After user scheduling, it can ensure the delay requirements of the user’s business. However, this stage is performed under the circumstances of average power distribution. Therefore, it is necessary to redistribute power and optimize the system capacity obtained during the scheduling phase. To ensure the normal progress of the business, the lowest limit of $R_{m0}$ is set to set the rate. Similarly, in order to avoid waste of resources, try not to exceed the user m rate upper limit of $R_{m1}$. Therefore, the rate of user m $R_m$ is limited as follows:

$$R_{m0}\le R_m={\displaystyle \sum _{k=1}^{k_m}{\log }_2(1+\frac{p_{m,k}\cdot {\lambda }_{m,k}^2}{{\sigma }^2})}\le R_{m1}$$

(13)

The total rate of all selected users is:

$$R(p_{m,k})={\displaystyle \sum _{m\in \phi }{R}_m}={\displaystyle \sum _{m\in \phi }{\displaystyle \sum _{k=1}^{k_m}{\log }_2(1+\frac{p_{m,k}\cdot {\lambda }_{m,k}^2}{{\sigma }^2})}}$$

(14)

» Exercises to complete:
a) Answer these questions from the power allocation text:
(i) Under what circumstances is the user scheduling stage performed?
(ii) What two things does the text say must be done after scheduling?
(iii) What does user scheduling ensure?
b) Render this sentence from the power allocation text in Spanish: "Therefore, it is necessary to redistribute power and optimize the system capacity obtained during the scheduling phase."
c) Pick up the power allocation text after equation (14), and continue it in the same style.
The material that comes next is separate from the power allocation text.

» Material supplied:
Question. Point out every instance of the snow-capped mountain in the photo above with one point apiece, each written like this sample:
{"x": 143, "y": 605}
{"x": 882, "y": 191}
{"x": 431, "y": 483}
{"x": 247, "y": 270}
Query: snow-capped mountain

» The responses:
a)
(i) It is performed under the circumstances of average power distribution.
(ii) Power must be redistributed, and the system capacity obtained during the scheduling phase must be optimized.
(iii) It ensures the delay requirements of the user's business.

b) Por lo tanto, es necesario redistribuir la potencia y optimizar la capacidad del sistema obtenida durante la fase de planificación.

c)
The optimization objective of this article is not only to maximize the throughput of the scheduled user set but also to consider energy efficiency as an important indicator in this article. Assuming that $P_0$ is the upper limit of the transmitting power of the i-root antenna, the power $P_i^{TX}$ limit of the launch antenna is as follows:

$$P_i^{TX}={{\displaystyle \sum _{m\in \phi }{\displaystyle \sum _{k=1}^{k_m}\left|D_m(i,k)\right|}}}^2\cdot p_{m,k}<P_0$$

(15)

In summary, the total launch power of the base station can be expressed as follows:

$$E(p_{m,k})=e\cdot {\displaystyle \sum _{i=1}^{K_T}{P}_i^{TX}+P_c}$$

(16)

among them, $e$ is the efficiency of the base station power amplifier. $P_c$ is the power consumption of the circuit component, which is a fixed value, defining the energy efficiency $EE$ as follows:

$$EE=\frac{R(p_{m,k})}{E(p_{m,k})}$$

(17)

Therefore, the optimization proposed in this article is as follows:

$$\begin{array}{l}{\max }_{p_{m,k}}EE=\frac{R(p_{m,k})}{E(p_{m,k})}\\ {\max }_{p_{m,k}}R(p_{m,k})\\ s.t.P_i^{TX}<P_0\\ R_{m0}\le R_m\le R_{m1},m=1,2,\dots ,M\\ p_{m,k}\ge 0,\forall i,m\end{array}$$

(18)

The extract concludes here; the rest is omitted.